§ Источник
◇ ◇ ◇ ◇

В своей книге «Воспоминания о прекрасном времечке» Эрши также рассказывает, что когда тысячи венгров сидели по тюрьмам, кто стиснув зубы, кто ухмыляясь, а кто — в качестве новоиспеченного стукача, когда людей вешали и расстреливали, весьма выдающиеся венгерские писатели и мыслители в немалом числе и по собственной воле подписали бумагу с требованием, чтобы ООН сняла с рассмотрения венгерский вопрос[7], поскольку «образование Революционного рабоче-крестьянского правительства и обращение за помощью к советским войскам избавило нашу страну от реальной угрозы со стороны набиравшей силу кровавой контрреволюции». Полагаю, что Эрши имеет право назвать имена всех 174 подписантов, однако же не считаю, что подобное право я могу распространить на себя. Самое большее, я могу задуматься над вопросом: что тогда, в тех жутких условиях, вынудило этих достойных людей подписать столь позорную бумагу? А задумавшись, наверное, вспомню, что именно в сентябре 1957 года, быть может, в тот самый час, когда эти достойные люди подписывали позорную бумагу, я вступил в Коммунистический союз молодежи.

◇ ◇ ◇ ◇

§ Задания
a: Перечислите все способы, которыми, согласно отрывку о венгерском вопросе, тысячи венгров сидели по тюрьмам.
b: Продолжите отрывок о венгерском вопросе, начав сразу после его последнего предложения.
Приведенные далее записи представляют собой отдельный материал.

◇ ◇ ◇ ◇

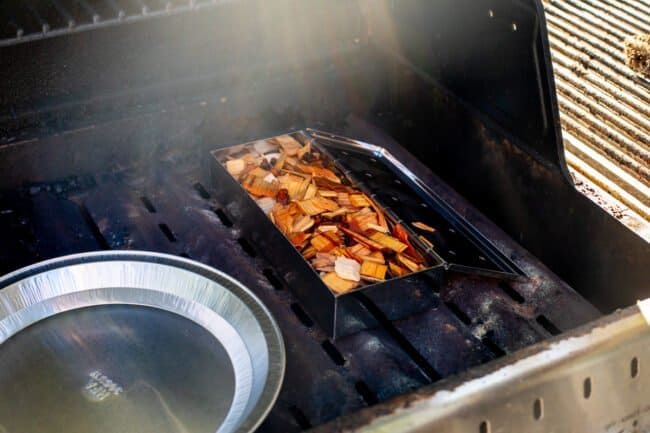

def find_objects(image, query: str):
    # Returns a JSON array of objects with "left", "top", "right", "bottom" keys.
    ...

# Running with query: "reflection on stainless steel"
[{"left": 0, "top": 252, "right": 284, "bottom": 433}]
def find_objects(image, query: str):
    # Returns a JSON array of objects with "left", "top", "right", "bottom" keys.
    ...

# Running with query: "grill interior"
[
  {"left": 0, "top": 0, "right": 650, "bottom": 432},
  {"left": 0, "top": 104, "right": 599, "bottom": 432}
]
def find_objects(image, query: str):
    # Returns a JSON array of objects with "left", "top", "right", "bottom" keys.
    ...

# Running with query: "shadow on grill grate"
[{"left": 0, "top": 148, "right": 591, "bottom": 432}]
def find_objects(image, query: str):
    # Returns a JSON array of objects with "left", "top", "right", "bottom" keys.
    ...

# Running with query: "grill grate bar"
[
  {"left": 553, "top": 47, "right": 650, "bottom": 119},
  {"left": 565, "top": 0, "right": 648, "bottom": 33},
  {"left": 558, "top": 79, "right": 650, "bottom": 155},
  {"left": 0, "top": 0, "right": 220, "bottom": 46},
  {"left": 558, "top": 100, "right": 650, "bottom": 185},
  {"left": 555, "top": 65, "right": 650, "bottom": 134},
  {"left": 545, "top": 0, "right": 650, "bottom": 229},
  {"left": 548, "top": 3, "right": 629, "bottom": 45}
]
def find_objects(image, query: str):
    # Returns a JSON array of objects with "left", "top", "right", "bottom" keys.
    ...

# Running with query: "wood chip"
[
  {"left": 418, "top": 235, "right": 433, "bottom": 248},
  {"left": 226, "top": 159, "right": 246, "bottom": 177},
  {"left": 223, "top": 135, "right": 435, "bottom": 294},
  {"left": 334, "top": 257, "right": 361, "bottom": 281},
  {"left": 388, "top": 262, "right": 409, "bottom": 277},
  {"left": 339, "top": 226, "right": 384, "bottom": 250},
  {"left": 369, "top": 231, "right": 408, "bottom": 253},
  {"left": 241, "top": 176, "right": 279, "bottom": 198},
  {"left": 360, "top": 260, "right": 388, "bottom": 281},
  {"left": 397, "top": 254, "right": 422, "bottom": 272},
  {"left": 411, "top": 221, "right": 436, "bottom": 233},
  {"left": 350, "top": 194, "right": 370, "bottom": 207},
  {"left": 274, "top": 135, "right": 302, "bottom": 156},
  {"left": 297, "top": 164, "right": 341, "bottom": 183},
  {"left": 309, "top": 234, "right": 336, "bottom": 253},
  {"left": 322, "top": 272, "right": 359, "bottom": 294},
  {"left": 292, "top": 215, "right": 314, "bottom": 232}
]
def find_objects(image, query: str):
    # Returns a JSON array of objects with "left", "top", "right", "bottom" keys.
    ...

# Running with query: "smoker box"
[{"left": 210, "top": 129, "right": 524, "bottom": 338}]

◇ ◇ ◇ ◇

§ Ответы
a: Стиснув зубы; ухмыляясь; в качестве новоиспеченного стукача.

b:
Как такое могло случиться? Я сделал это добровольно, силком никто меня не тянул. Если бы мне не хотелось вдаваться в подробности, я бы сразу добавил, что мне тогда было пятнадцать лет. И мог бы еще добавить, что через несколько месяцев я воинственно заявил о своем выходе из рядов комсомола. Неужели, вступая, я не знал об арестах и казнях? Смехотворное оправдание. Возраст тоже не может служить смягчающим обстоятельством. Ведь всего на несколько месяцев раньше, когда я восторгался революцией, мне и пятнадцати не было. Может быть, я боялся? Ничего подобного. Или точнее было б сказать, что в комсомол меня привело осознание жутких масштабов той катастрофы — в том числе и для всякого рода социалистических и коммунистических убеждений, которую означало подавление венгерской революции? Это было бы ближе к истине. Ведь для меня революция была расчетом не с социалистическими или коммунистическими идеями, до этого было еще далеко, а с диктаторской практикой их воплощения. В комсомоле я оставался до мая 1957-го, ровно до той поры, когда понял, что его назначение состоит в реставрации той же самой диктаторской власти. Сегодняшним умом — во всяком случае до описанного момента — я могу проследить внутреннюю логику своей личной истории. Раздвоение началось позднее. Когда я безвольно метался из стороны в сторону, то полагая, что должен защищать эту антидиктаторскую революцию, то думая, что защищать нужно социалистические и коммунистические убеждения. С 1959-го я снова был членом этой организации и выбыл из нее, кажется, в 1961-м, тихо и незаметно, уже не осмеливаясь хлопать дверью. Одновременно защищать и то, и другое было невозможно. Но несмотря на это — или наряду с этим — вплоть до 21 августа 1968 года я верил, что социализм можно реформировать и диктатура не обязательно вытекает из его природы. Не то слово — как верил!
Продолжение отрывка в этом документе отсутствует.